-- Work to be completed --
Can you return everything in the earnings call excerpt from "We were pleased last" down to "own investment decisions.", copied word for word?

-- Supplied text --

--- Start ---

Lastly, we completed a bought deal financing on February 9th, 2026, and raised approximately CAD 23 million. Our intended use of proceeds includes investments in sales and marketing, research and development, capital expenditures, debt reduction, and to support working capital. As a result of the bought deal, our balance sheet is in the strongest position we've witnessed in Tantalus' history and is capable of supporting new investments as well as fund future growth. Overall, we were pleased with the financial results for the quarter and full year and are proud to share several of the new milestones set by our team. I will now turn it back over to Pete to address a few remaining topics.
Thanks, Azim. From a commercial standpoint, we delivered strong results in 2025, including an all-time record for orders converted from our sales pipeline of approximately $65 million. That translated into a healthy book-to-bill ratio of 1.2 and strong growth year-over-year. A book-to-bill ratio above 1.0 is a key industry metric, and our performance reinforces both the durability of demand for our solutions and improving visibility as we enter 2026. We believe the record result in order conversions is directly tied to Tantalus' differentiated data-centric approach that truly allows utilities to focus on solutions with backward compatibility and maximizing where to make investments in their grid. Beyond the strong order conversion number, we also validated the benefits of our platform and technology.
We were pleased last year to announce and advance several key customer engagements, such as the City of Bolivar, which selected Tantalus because of the TRUSense Gateway, as well as expansions with existing customers such as Riverside Public Utilities in California and EPB Chattanooga. We also recently shared a case study on how BrightRidge relied on Tantalus' TRUConnect AMI and TRUView monitoring in the wake of Hurricane Helene in Johnson City, Tennessee, giving the utility the eyes and ears it needed to pinpoint damage faster, accelerate restoration, and keep customers informed through a devastating storm. The growing library of use cases that demonstrates the value of our solutions with real-world outcomes continues to play an important role in accelerating adoption across the broader market as utilities look to learn from their peers and de-risk their own investment decisions.

--- End ---

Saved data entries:
--- Start ---

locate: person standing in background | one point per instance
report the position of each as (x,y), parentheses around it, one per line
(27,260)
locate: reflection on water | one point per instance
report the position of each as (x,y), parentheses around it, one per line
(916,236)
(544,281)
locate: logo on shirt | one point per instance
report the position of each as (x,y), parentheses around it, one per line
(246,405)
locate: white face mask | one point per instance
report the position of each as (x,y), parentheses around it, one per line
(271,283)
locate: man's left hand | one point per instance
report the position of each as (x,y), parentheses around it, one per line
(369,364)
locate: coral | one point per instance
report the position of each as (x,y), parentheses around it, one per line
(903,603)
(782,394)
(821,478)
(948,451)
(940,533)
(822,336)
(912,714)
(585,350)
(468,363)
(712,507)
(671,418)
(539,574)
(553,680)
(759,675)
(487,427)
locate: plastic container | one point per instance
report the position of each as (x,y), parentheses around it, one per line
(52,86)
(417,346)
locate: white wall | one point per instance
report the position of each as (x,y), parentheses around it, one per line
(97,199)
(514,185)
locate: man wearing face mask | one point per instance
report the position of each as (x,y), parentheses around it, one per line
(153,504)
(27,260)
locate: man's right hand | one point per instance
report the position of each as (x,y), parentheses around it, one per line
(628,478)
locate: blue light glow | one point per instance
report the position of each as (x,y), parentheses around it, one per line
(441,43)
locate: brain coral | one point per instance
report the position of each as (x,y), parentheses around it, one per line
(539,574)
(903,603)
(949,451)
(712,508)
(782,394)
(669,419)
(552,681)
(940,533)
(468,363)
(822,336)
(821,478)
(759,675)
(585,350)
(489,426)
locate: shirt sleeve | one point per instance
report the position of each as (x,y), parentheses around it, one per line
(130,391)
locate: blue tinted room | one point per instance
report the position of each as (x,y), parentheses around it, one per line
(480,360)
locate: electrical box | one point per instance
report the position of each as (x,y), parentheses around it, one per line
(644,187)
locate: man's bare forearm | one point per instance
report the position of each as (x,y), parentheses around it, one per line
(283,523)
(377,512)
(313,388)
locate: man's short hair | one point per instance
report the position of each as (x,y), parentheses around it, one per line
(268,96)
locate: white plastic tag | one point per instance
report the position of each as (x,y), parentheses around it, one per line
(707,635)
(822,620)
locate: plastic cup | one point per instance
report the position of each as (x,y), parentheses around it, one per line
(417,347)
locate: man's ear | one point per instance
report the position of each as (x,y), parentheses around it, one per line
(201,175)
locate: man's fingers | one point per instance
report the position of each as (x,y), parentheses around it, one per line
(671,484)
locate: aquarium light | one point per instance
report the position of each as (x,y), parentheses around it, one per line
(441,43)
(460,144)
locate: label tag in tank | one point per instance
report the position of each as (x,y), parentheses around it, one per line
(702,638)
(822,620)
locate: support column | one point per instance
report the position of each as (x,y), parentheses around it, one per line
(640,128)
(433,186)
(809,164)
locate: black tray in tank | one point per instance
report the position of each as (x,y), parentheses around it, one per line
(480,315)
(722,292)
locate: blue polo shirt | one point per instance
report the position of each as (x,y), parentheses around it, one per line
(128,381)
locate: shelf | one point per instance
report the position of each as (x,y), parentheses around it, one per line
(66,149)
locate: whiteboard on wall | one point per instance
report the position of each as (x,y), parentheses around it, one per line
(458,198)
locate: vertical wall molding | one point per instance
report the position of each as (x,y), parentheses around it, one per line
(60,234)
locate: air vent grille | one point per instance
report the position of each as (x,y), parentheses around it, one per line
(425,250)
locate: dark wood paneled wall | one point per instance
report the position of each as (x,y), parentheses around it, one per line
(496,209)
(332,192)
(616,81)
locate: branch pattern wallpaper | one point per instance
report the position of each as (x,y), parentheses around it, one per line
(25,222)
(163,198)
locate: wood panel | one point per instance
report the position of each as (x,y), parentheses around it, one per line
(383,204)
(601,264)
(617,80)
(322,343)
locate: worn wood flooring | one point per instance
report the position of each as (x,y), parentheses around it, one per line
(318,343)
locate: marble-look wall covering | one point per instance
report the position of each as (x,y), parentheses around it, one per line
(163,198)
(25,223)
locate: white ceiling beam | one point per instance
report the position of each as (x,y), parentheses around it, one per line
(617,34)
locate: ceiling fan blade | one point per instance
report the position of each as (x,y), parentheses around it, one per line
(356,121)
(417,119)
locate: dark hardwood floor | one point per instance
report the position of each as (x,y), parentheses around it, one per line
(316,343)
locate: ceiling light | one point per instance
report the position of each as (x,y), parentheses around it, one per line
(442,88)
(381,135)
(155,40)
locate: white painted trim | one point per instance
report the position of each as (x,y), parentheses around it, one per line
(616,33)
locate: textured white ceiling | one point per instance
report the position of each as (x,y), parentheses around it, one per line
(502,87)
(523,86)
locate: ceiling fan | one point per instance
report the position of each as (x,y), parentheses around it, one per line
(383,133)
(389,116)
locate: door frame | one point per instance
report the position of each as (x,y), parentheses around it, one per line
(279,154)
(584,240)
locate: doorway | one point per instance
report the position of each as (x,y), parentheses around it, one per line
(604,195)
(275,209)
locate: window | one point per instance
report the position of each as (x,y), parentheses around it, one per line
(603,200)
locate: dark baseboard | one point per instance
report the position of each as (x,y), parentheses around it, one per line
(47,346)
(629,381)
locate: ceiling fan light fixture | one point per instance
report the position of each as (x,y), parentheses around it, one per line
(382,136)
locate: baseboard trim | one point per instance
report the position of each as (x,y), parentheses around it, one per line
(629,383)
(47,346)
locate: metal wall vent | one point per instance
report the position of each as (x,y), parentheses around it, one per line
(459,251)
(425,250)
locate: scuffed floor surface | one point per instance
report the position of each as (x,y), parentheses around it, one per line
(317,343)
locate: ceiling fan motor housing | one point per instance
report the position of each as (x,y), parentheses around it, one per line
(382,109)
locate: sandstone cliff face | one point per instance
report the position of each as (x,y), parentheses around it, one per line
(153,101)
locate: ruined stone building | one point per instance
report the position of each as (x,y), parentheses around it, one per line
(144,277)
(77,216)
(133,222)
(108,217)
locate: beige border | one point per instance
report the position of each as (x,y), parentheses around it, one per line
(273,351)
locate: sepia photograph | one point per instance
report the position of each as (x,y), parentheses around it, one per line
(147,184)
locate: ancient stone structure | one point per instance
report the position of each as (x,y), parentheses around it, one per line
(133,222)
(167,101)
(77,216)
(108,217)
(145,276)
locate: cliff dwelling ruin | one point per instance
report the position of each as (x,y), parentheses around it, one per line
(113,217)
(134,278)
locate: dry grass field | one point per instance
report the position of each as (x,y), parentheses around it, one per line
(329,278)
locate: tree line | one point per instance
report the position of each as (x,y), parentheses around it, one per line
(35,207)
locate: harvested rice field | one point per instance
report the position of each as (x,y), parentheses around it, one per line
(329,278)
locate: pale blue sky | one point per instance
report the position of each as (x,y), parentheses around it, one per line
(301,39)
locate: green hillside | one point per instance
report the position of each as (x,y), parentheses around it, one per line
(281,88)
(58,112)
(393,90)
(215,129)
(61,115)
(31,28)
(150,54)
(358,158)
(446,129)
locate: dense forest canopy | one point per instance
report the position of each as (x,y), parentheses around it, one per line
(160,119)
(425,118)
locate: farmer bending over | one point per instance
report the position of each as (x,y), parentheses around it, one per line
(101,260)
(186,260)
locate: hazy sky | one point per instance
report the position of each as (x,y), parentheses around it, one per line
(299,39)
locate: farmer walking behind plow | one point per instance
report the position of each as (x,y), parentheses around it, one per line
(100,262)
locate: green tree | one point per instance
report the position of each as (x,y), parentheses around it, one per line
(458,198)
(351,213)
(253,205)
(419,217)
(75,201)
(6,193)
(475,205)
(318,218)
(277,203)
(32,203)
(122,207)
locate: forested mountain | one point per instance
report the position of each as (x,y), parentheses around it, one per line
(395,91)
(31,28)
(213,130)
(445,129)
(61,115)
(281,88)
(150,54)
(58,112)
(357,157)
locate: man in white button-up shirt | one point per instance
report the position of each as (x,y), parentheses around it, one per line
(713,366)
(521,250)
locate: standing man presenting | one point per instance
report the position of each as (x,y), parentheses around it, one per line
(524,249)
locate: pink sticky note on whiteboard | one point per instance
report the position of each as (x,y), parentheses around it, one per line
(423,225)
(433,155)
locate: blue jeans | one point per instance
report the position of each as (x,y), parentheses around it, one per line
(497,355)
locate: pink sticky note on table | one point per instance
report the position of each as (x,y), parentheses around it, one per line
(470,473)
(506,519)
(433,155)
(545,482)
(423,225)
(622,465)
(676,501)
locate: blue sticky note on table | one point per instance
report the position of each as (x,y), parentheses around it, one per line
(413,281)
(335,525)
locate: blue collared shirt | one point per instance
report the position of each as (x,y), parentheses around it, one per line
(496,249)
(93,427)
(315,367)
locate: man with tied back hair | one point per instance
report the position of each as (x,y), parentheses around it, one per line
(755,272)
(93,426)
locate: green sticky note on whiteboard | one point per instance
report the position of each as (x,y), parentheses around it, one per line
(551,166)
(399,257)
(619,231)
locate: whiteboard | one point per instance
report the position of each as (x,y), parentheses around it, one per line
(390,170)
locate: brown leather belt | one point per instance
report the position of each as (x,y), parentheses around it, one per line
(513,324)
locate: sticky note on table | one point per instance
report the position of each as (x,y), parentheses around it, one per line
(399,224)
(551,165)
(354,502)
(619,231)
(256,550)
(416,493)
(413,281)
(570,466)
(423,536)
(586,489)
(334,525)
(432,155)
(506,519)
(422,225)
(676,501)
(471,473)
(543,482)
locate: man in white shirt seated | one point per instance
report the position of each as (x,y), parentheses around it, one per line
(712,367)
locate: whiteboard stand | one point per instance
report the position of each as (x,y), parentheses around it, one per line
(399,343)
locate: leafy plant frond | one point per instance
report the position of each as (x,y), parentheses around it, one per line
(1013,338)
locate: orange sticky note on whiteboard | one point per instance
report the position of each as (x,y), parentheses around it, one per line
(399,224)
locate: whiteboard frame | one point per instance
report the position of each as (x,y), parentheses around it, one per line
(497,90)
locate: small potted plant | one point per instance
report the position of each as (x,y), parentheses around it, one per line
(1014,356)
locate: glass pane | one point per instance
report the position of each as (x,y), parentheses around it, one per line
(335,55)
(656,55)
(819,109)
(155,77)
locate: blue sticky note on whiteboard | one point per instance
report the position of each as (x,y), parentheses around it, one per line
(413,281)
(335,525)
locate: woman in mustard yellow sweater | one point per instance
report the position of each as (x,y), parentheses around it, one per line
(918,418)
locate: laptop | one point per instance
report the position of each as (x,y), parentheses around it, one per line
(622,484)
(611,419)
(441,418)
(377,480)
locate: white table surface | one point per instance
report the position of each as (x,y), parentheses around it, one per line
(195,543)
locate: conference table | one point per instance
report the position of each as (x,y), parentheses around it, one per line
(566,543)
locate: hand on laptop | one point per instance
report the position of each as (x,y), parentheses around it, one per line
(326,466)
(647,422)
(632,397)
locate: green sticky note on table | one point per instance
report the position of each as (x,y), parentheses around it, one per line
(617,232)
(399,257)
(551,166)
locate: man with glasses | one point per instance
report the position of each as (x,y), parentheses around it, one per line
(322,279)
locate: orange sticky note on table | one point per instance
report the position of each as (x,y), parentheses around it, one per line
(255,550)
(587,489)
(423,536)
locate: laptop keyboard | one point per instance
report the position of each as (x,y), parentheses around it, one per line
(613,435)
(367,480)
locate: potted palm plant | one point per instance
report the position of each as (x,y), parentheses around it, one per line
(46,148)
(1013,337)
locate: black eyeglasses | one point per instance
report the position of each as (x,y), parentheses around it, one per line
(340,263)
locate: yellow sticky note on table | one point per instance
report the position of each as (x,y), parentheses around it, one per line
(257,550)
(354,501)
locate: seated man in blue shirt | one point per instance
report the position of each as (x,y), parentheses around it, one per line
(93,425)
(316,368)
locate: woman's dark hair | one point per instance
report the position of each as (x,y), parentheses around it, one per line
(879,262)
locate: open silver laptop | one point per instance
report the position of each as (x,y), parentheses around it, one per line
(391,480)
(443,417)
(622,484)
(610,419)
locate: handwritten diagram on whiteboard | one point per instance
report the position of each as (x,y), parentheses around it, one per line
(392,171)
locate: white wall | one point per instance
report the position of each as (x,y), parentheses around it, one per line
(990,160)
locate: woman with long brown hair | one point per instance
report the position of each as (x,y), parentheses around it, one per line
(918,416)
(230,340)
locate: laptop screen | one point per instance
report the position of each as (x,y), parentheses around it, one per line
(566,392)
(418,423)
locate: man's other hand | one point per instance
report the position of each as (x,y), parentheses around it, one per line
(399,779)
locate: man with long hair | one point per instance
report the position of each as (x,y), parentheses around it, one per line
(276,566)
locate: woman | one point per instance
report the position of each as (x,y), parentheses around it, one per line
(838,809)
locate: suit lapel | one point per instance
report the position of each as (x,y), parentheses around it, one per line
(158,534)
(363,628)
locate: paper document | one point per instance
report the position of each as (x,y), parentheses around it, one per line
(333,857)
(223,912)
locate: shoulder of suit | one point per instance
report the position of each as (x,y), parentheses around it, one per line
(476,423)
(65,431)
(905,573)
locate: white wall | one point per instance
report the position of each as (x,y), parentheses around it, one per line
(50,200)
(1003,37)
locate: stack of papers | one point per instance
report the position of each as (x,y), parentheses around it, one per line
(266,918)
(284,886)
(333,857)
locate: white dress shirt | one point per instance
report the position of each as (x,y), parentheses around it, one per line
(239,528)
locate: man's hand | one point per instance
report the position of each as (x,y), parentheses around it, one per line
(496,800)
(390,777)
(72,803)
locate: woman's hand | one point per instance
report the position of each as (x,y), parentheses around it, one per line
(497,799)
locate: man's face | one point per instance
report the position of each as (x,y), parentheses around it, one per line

--- End ---

-- Correct output --
We were pleased last year to announce and advance several key customer engagements, such as the City of Bolivar, which selected Tantalus because of the TRUSense Gateway, as well as expansions with existing customers such as Riverside Public Utilities in California and EPB Chattanooga. We also recently shared a case study on how BrightRidge relied on Tantalus' TRUConnect AMI and TRUView monitoring in the wake of Hurricane Helene in Johnson City, Tennessee, giving the utility the eyes and ears it needed to pinpoint damage faster, accelerate restoration, and keep customers informed through a devastating storm. The growing library of use cases that demonstrates the value of our solutions with real-world outcomes continues to play an important role in accelerating adoption across the broader market as utilities look to learn from their peers and de-risk their own investment decisions.